- AUSGEWÄHLTER TEXT:
Der Mittwoch, der laut Michael Ballweg ein „wichtiger Tag für Deutschland“ werden soll, beginnt mit maximaler Tristesse. Vor dem Gerichtsgebäude in der Olgastraße in Stuttgart regnet es am frühen Morgen so hartnäckig, dass sich eine Gruppe aus Fotografen, Journalisten und Ballweg-Fans unter ein viel zu kleines Plastikzelt drängt. Regenschirme werden aufgespannt, Kapuzen übergezogen, manche haben Tee dabei.
Das obligatorische Gerangel um die freien Plätze im Gerichtssaal muss sich Ballweg immerhin nicht antun. Der Gründer der „Querdenken“-Bewegung ist der Angeklagte und damit unerlässlich in diesem Verfahren. Es soll klären, ob der 49-Jährige ein Betrüger ist. Ballweg wartet mit seinen Anwälten etwas abseits unter einem betonierten Dach. Sollte er so etwas wie Nervosität verspüren, so lässt er sie sich nicht anmerken. Er lächelt. „Guten Morgen.“
Es dauert dann ziemlich lange, bis alle in der Trockenheit des Gerichtssaals sitzen. Eine halbe Stunde später als geplant steht die Staatsanwältin auf und verliest die Anklage: Ballweg habe seit Mai 2020 durch öffentliche Spendenaufrufe auf der Internetseite von „Querdenken“ und bei Veranstaltungen rund 1,2 Millionen Euro eingeworben. Dabei habe er „wahrheitswidrig“ behauptet, das Geld für die Ziele von „Querdenken“ einzusetzen. Einen signifikanten Teil der Zuwendungen, insgesamt 575 000 Euro, habe er jedoch für private Zwecke verwendet. Mal sei Geld auf seine privaten Konten geflossen, mal als Darlehen in seine Firma, mal habe die „Herzensmenschen Familienstiftung“ profitiert, deren Zweck, grob gesagt, die Förderung des Stifters gewesen sei. Der Name des Stifters: Michael Ballweg. Die Staatsanwaltschaft wirft ihm versuchten gewerblichen Betrug in 9450 Fällen vor.
Einige Anhänger gingen davon aus, ihr Geld werde für Belange von „Querdenken“ eingesetzt
Die kleinste Zuwendung betrug einen Cent, die größte 25 000 Euro. Laut Staatsanwältin rief Ballweg „Fehlvorstellungen“ bei den Geschädigten hervor, indem er immer wieder behauptete, dass er ehrenamtlich für die Bewegung arbeite. Das ist die große Frage, die über diesem Prozess schwebt: Hat Ballweg seine Anhänger getäuscht? So klangen zumindest einige der Unterstützer, als sie von den Ermittlern befragt wurden. Sie gingen nach Informationen der Süddeutschen Zeitung davon aus, dass ihr Geld explizit für Belange von „Querdenken“ eingesetzt werde. Andere sagten aus, es sei ihnen egal gewesen, was Ballweg mit ihrem Geld anstellt.

- ZEILENÜBERSICHT:
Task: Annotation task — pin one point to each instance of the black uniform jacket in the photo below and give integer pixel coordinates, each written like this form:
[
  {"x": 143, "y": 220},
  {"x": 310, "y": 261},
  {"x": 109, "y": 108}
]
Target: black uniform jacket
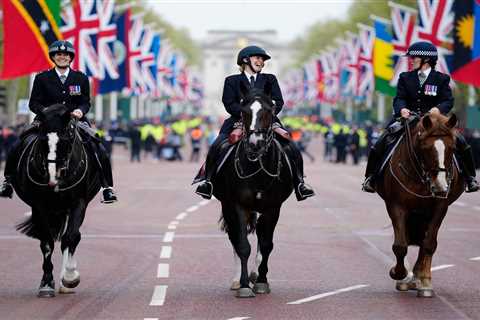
[
  {"x": 48, "y": 90},
  {"x": 435, "y": 92},
  {"x": 231, "y": 96}
]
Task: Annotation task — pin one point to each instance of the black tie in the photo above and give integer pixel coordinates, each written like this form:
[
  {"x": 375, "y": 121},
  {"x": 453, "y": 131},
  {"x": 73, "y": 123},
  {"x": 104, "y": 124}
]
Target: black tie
[{"x": 252, "y": 81}]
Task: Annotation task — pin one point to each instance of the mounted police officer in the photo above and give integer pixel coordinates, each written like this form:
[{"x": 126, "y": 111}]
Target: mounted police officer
[
  {"x": 62, "y": 85},
  {"x": 251, "y": 61},
  {"x": 421, "y": 90}
]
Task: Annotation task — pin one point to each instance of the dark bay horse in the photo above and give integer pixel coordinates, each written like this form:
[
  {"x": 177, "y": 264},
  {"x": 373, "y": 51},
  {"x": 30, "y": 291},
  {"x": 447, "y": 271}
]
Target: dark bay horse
[
  {"x": 421, "y": 180},
  {"x": 57, "y": 178},
  {"x": 255, "y": 178}
]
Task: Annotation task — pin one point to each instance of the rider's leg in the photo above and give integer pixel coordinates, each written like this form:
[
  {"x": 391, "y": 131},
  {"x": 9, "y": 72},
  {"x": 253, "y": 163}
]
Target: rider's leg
[
  {"x": 467, "y": 163},
  {"x": 205, "y": 189},
  {"x": 105, "y": 168},
  {"x": 6, "y": 190},
  {"x": 373, "y": 163},
  {"x": 302, "y": 190}
]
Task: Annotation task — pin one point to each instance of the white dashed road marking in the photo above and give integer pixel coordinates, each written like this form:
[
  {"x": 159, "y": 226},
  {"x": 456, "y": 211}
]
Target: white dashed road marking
[
  {"x": 443, "y": 266},
  {"x": 159, "y": 294},
  {"x": 327, "y": 294},
  {"x": 181, "y": 216},
  {"x": 166, "y": 252},
  {"x": 168, "y": 236},
  {"x": 163, "y": 270},
  {"x": 192, "y": 208}
]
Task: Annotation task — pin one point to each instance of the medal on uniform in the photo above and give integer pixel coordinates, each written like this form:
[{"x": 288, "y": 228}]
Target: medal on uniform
[{"x": 75, "y": 90}]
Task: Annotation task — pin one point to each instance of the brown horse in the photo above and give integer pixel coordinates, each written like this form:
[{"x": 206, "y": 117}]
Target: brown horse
[{"x": 421, "y": 180}]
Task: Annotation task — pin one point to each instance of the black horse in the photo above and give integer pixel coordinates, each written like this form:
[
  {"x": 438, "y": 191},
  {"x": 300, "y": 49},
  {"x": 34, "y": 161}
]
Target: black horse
[
  {"x": 57, "y": 178},
  {"x": 255, "y": 178}
]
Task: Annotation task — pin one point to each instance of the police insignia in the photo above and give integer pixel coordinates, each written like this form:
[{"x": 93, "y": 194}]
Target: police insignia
[{"x": 75, "y": 90}]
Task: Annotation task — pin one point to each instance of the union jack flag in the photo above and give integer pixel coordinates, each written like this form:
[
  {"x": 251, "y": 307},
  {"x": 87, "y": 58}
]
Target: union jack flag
[
  {"x": 366, "y": 78},
  {"x": 80, "y": 25},
  {"x": 404, "y": 34},
  {"x": 436, "y": 25}
]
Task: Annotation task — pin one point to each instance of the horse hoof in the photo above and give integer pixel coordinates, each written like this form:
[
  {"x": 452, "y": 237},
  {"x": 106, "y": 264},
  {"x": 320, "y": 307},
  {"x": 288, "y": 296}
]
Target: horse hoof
[
  {"x": 261, "y": 288},
  {"x": 245, "y": 293},
  {"x": 253, "y": 277},
  {"x": 396, "y": 276},
  {"x": 71, "y": 283},
  {"x": 46, "y": 292},
  {"x": 65, "y": 290},
  {"x": 425, "y": 293},
  {"x": 235, "y": 285}
]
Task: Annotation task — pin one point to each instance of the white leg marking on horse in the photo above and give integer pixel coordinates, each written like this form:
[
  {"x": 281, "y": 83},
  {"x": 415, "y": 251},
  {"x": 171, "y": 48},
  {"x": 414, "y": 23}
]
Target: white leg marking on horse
[
  {"x": 327, "y": 294},
  {"x": 442, "y": 175},
  {"x": 255, "y": 107},
  {"x": 168, "y": 236},
  {"x": 238, "y": 266},
  {"x": 158, "y": 298},
  {"x": 258, "y": 259},
  {"x": 163, "y": 270},
  {"x": 52, "y": 155},
  {"x": 443, "y": 266},
  {"x": 166, "y": 252}
]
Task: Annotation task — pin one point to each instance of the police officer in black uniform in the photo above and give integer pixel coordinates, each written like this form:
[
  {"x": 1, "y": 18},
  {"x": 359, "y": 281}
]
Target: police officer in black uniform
[
  {"x": 421, "y": 90},
  {"x": 251, "y": 61},
  {"x": 62, "y": 85}
]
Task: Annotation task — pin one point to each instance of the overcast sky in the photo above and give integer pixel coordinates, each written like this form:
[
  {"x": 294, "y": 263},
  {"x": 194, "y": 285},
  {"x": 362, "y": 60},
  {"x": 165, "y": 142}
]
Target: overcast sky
[{"x": 290, "y": 18}]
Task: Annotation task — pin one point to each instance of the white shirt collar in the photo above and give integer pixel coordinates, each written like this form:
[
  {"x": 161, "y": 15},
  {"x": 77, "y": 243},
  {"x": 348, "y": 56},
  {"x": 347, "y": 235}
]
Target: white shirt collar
[
  {"x": 59, "y": 74},
  {"x": 426, "y": 72},
  {"x": 248, "y": 75}
]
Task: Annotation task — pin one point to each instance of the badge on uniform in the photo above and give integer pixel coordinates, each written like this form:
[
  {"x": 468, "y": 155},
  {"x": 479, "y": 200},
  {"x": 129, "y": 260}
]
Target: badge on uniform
[
  {"x": 430, "y": 90},
  {"x": 75, "y": 90}
]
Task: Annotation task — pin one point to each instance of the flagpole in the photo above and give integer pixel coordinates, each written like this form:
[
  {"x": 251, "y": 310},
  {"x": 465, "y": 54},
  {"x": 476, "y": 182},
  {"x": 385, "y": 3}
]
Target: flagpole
[
  {"x": 113, "y": 106},
  {"x": 98, "y": 108},
  {"x": 381, "y": 107}
]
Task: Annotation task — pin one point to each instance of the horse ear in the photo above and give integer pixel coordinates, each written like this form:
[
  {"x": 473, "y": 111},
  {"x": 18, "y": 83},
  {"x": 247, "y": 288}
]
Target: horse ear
[
  {"x": 452, "y": 121},
  {"x": 427, "y": 122},
  {"x": 243, "y": 90}
]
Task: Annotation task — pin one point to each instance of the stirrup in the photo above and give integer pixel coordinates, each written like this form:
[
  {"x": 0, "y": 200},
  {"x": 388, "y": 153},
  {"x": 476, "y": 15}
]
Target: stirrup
[
  {"x": 109, "y": 196},
  {"x": 367, "y": 185},
  {"x": 206, "y": 194}
]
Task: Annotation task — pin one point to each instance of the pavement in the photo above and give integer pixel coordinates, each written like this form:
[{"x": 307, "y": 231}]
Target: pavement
[{"x": 159, "y": 254}]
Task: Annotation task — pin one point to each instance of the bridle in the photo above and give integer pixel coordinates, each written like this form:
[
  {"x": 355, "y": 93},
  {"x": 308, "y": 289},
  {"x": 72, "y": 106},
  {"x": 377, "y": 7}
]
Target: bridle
[
  {"x": 423, "y": 174},
  {"x": 256, "y": 155}
]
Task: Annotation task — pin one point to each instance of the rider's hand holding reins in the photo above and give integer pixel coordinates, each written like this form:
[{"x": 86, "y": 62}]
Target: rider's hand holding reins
[
  {"x": 77, "y": 113},
  {"x": 405, "y": 113},
  {"x": 434, "y": 110}
]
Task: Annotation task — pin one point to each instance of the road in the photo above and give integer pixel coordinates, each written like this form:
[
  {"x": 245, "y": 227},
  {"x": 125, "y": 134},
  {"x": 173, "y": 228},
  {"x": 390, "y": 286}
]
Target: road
[{"x": 159, "y": 254}]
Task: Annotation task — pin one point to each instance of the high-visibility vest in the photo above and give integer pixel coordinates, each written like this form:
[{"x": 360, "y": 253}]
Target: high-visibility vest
[{"x": 196, "y": 134}]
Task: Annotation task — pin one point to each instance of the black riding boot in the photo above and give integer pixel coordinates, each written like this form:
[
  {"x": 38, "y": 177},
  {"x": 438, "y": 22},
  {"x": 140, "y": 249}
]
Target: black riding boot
[
  {"x": 302, "y": 190},
  {"x": 6, "y": 190},
  {"x": 468, "y": 167},
  {"x": 372, "y": 166},
  {"x": 205, "y": 189},
  {"x": 105, "y": 168}
]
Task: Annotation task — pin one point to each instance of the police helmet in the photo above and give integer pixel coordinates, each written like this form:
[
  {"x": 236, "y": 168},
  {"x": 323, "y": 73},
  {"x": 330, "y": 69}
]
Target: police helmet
[
  {"x": 423, "y": 49},
  {"x": 251, "y": 51},
  {"x": 61, "y": 46}
]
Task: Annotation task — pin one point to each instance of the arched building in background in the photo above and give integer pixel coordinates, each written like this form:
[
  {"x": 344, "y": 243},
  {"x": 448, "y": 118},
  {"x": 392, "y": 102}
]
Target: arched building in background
[{"x": 220, "y": 50}]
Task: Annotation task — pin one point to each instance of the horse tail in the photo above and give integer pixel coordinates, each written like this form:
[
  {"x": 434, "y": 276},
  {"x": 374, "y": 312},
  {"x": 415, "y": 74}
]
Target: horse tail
[
  {"x": 417, "y": 223},
  {"x": 40, "y": 228},
  {"x": 251, "y": 222}
]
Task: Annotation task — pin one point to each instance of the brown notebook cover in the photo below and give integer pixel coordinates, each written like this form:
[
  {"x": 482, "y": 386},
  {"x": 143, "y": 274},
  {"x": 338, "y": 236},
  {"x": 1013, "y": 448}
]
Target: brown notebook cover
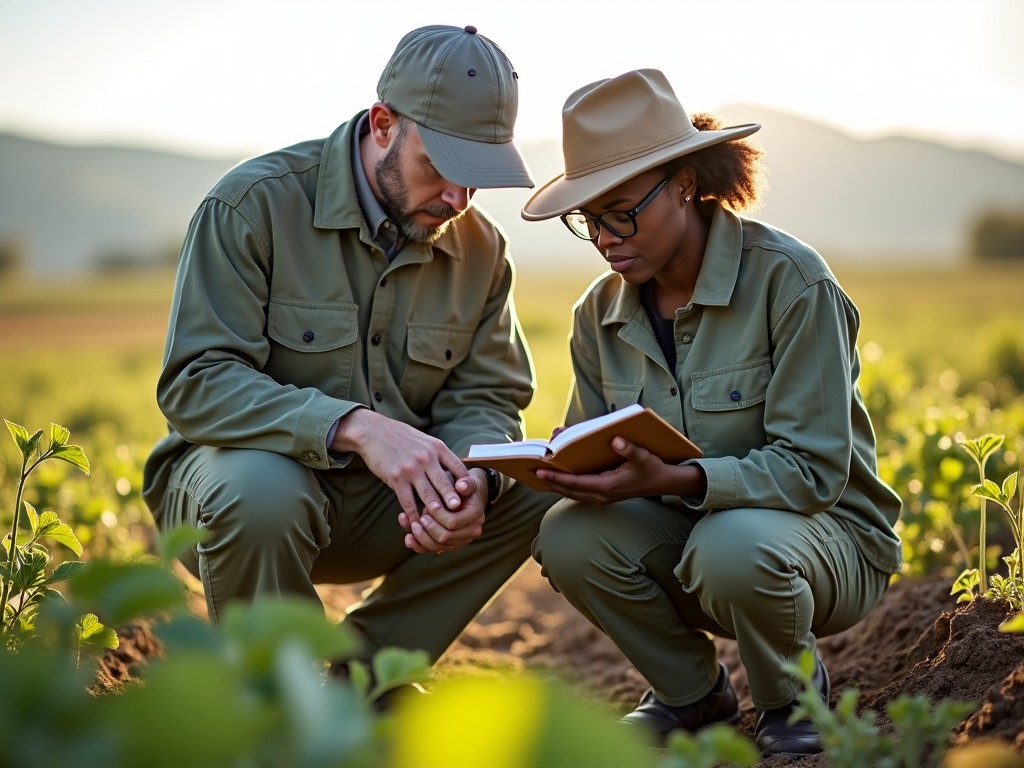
[{"x": 586, "y": 448}]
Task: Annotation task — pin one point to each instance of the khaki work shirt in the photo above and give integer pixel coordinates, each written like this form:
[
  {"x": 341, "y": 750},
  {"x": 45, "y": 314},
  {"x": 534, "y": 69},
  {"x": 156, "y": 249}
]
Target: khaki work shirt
[
  {"x": 765, "y": 380},
  {"x": 286, "y": 316}
]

- AUFGABENSTELLUNG: Führe den Bericht über den Betrugsprozess gegen Michael Ballweg im selben Stil weiter.

- GELÖSTE AUFGABE:
Bei Ballwegs Unterstützern im Gerichtssaal scheint die Sache klar zu sein. „So ein Quatsch“, schnaubt jemand, als die Staatsanwältin vorträgt, dass der Angeklagte 55 000 Euro vom „Querdenken“-Konto auf sein privates Kryptokonto überwiesen habe. Und auch grundsätzlich bestehen bei Teilen des Publikums offensichtlich gewisse Vorbehalte, was die Neutralität der Strafkammer angeht. Da ist zum Beispiel der Mann in der letzten Reihe, der über „sogenannte Staatsanwälte“ raunt. Oder die Frau mit der Friedenstaube auf dem Shirt, die sich beim Gerichtssprecher beschwert, dass sie weder Stift noch Papier mit in den Saal habe nehmen dürfen. Sie müsse doch die Verhandlung protokollieren.
Auf der Internetseite von „Querdenken 711“, dem Stuttgarter Ableger der Bewegung, werden sogenannte Prozessbeobachter dazu animiert, „Mitschriften“ und „Erlebnisberichte“ anzufertigen. Um sicherzustellen, „dass nichts übersehen wird“, wie es heißt. Geachtet werden soll unter anderem auf „die Gestik und Mimik der Richter“.
Die Verteidiger teilen mit, ihr Mandant werde vor Gericht keine Angaben machen
Viel zu beobachten gibt es am ersten Prozesstag allerdings nicht. Als die Anklage verlesen ist, kündigen Ballwegs Verteidiger an, ihr Mandant werde keine Angaben machen, weder zu sich selbst noch zu den Vorwürfen. Damit ist der Verhandlungstag beendet.
Anschließend stehen Ballweg und seine Verteidiger im Gang des Landgerichts, umringt von Mikrofonen und Kameras. Ballweg sagt, ihm sei im Gerichtssaal erneut bewusst geworden, wie wichtig seine Arbeit 2020 gewesen sei, also die Mahnwachen für das Grundgesetz, für die Freiheitsrechte. Während Corona habe eine „verrückte Verfolgung von Maßnahmenkritikern“ stattgefunden: „Jetzt beginnt die Aufarbeitung.“ Das Gerichtsverfahren sieht er als Teil seines Freiheitskampfes. Er, Ballweg, gehe „als leuchtendes Beispiel voran“.
Auf die Frage, wie er die Vorwürfe, also den mutmaßlichen Betrug seiner Unterstützer, moralisch bewerte, sagt Ballweg: „Ich habe meine ganze Zeit und Energie dafür eingesetzt, eine Freiheitsbewegung in Deutschland aufzubauen.“ Dafür, so kann man ihn verstehen, habe er einen hohen Preis bezahlt: Sein Vermögen sei beschlagnahmt, seine Firmen seien „zerstört“ worden. Bevor er „Querdenken“-Demonstrationen organisierte, war er ein erfolgreicher IT-Unternehmer gewesen. Jetzt dürfe er nicht mal ein Bankkonto eröffnen. Aber: Davon werde sich die Bewegung nicht abhalten lassen.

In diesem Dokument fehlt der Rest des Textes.